## Reading text

........

And when you basically surround this character with white characters and don't specifically mention that she's black, you can't expect us not to assume she's white as well. It's especially bad though, when jkr makes it disgustingly obvious when other characters aren't white. Fucking Cho Chang. Kingsley fucking Shacklebolt. I think that's all I need to say on that point.
Basically, if you want a character to be a certain ethnicity, just fucking say it (without going overboard and playing into gross stereotypes!!). It's not that hard. She described a few other characters' non-whiteness. Why couldn't she describe this in one of the main characters then?
Another issue with hermione being black is that there are few other black girls being actively described in this series. While it's fine to have very few black girls in a fictional school when it's a predominately white area in real life, it's not fine to shit all over the most described black girl for having bad hair and teeth. If you mainly only talk about one black girl and you give her bad hair and bad teeth and then say she's not pretty.....this is a problem to me. It feels like jkr thinks black girls in general have bad hair and teeth. Like their natural hair and teeth make them ugly. It feels like she's associating blackness with ugliness. Which, fuck that.

........

## What you will do
1. Please condense the paragraph of the Hermione text beginning "Another issue with hermione being black" into a bulleted list that keeps its main facts.
2. Translate this sentence from the Hermione text into Spanish: "She described a few other characters' non-whiteness."
The lines after this point are separate material with no connection to the Hermione text.

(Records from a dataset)

........

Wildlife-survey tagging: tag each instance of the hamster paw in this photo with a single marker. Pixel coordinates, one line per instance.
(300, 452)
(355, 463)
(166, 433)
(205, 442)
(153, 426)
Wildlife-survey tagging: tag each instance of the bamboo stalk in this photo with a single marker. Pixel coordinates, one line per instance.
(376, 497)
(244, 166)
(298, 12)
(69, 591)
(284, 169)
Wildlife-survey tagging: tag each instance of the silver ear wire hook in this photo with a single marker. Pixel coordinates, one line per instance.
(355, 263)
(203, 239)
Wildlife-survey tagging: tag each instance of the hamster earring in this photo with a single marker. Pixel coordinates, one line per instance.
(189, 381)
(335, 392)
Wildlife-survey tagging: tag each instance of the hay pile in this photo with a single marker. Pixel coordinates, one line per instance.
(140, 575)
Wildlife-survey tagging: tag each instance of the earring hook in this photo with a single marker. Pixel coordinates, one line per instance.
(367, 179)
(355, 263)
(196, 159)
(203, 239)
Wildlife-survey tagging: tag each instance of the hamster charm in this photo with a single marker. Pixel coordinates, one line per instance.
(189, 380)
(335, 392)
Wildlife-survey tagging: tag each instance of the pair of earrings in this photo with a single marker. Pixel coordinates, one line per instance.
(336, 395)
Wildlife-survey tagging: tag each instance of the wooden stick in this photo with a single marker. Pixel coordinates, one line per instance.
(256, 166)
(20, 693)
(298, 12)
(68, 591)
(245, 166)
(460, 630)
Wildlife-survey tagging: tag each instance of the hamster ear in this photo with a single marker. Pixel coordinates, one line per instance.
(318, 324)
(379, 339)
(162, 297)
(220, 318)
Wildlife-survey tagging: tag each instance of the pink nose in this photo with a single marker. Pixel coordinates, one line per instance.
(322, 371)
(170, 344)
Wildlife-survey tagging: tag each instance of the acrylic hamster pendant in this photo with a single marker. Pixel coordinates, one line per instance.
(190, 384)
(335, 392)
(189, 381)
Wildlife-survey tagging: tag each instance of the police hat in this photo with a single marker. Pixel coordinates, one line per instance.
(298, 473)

........

## Answers to this exercise
1.
- Few black girls other than Hermione are actively described in the series.
- Having very few black girls in a fictional school is fine when the real-life area is predominately white.
- It is not fine to disparage the most described black girl for having bad hair and teeth.
- Mainly describing one black girl, giving her bad hair and teeth, and then saying she's not pretty is a problem to the writer.
- It feels as if jkr thinks black girls in general have bad hair and teeth, and that their natural hair and teeth make them ugly.
- It feels like she is associating blackness with ugliness, which the writer rejects.

2. Ella describió la condición de no blancos de algunos otros personajes.